» **COMPITI DA SVOLGERE**:
a. Trasforma in un breve elenco il paragrafo del testo sulle anguriare che comincia con «Senza alcun passaggio», conservandone i fatti principali.
b. Riprendi il testo sulle anguriare dopo la sua ultima frase e prosegui il racconto.

» **TESTO FORNITO**:
=-=-=
Gli anni '80, età dell'oro delle anguriare

All’epoca le angurie andavano via come caramelle. «Era davvero una cosa incredibile. Le anguriare una volta erano l’unica attrazione dell’estate; la gente non aveva il climatizzatore e la sera partiva con le famiglie per venire a mangiare una fetta di anguria. Negli anni ’80 e ’90 facevamo fuori circa 7-8 quintali al giorno». Impossibile non chiedere il segreto di quella macchina “sforna” cocomeri. Intrattenimenti, musica, cabaret? «Macché, niente, anche perché avevamo le case vicino. Da noi si trovava anguria e calma». Calma? «Sì, calma. Tranquillità, condivisione. C’era chi decideva di mangiarla lì e chi se la portava via». E dire che quella di viale Fiume era una delle tante anguriare della città. «Poi siamo rimasti solo noi. Pensavamo di fare strike, e invece è stata molto dura e abbiamo deciso di chiudere».

Restano solo i disegni di un'attività che fu

Senza alcun passaggio, senza alcun ripensamento, senza possibilità di far ripartire quel locale che ancora oggi, come si vede dalle foto, porta i segni del suo passato. «Il terreno è di proprietà. Ricordo che l’ha acquistato mio suocero nel 1963 dal prete quando decise, appunto, di aprire l’anguriara posizionando una specie di tettoia con canne vere e qualche panchina». Ora quello spiazzo è deserto. Resta l’immobile con il disegno di una grande anguria, la siepe, e una pianta capace di regolare il dono più prezioso dell’estate (l’ombra) e molta nostalgia.
=-=-=
» **DATI FORNITI**:

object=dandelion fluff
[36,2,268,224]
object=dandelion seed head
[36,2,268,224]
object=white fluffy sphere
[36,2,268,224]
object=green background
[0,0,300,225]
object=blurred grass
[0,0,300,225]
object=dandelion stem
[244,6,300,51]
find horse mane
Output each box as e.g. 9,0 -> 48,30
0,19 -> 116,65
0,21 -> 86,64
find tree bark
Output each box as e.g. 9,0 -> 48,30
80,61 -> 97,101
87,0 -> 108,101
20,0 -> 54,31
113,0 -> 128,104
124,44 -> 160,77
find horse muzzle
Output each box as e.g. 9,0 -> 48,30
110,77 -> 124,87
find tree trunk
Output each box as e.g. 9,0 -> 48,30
=-=-=
» **RISPOSTE IN ORDINE**:
a.
- Il locale ha chiuso senza alcun passaggio e senza ripensamenti. Non c'è possibilità di farlo ripartire, e porta ancora i segni del suo passato.
- Il terreno è di proprietà. Lo acquistò il suocero dal prete nel 1963, quando decise di aprire l'anguriara con una tettoia di canne vere e qualche panchina.
- Oggi lo spiazzo è deserto. Restano l'immobile con il disegno di una grande anguria, la siepe, una pianta che regala ombra e molta nostalgia.

b.
«Non abbiamo pensato di cedere l’attività; magari poi arriva qualcuno che ti rovina il nome. Probabilmente venderemo l’area». Sa che molti in quartiere e non solo ci sono rimasti male quando hanno scoperto della chiusura? «Sì, lo so eravamo un punto di riferimento. Qualcuno si è messo pure a piangere. Ma no more mia nissun». E che consiglio dà a chi volesse ancora trovare ristoro in città mangiando un’anguria all’aperto? «Beh. Poe ’ndarla tore al marcà, mettare un tavolin sotto a pianta e magnarla».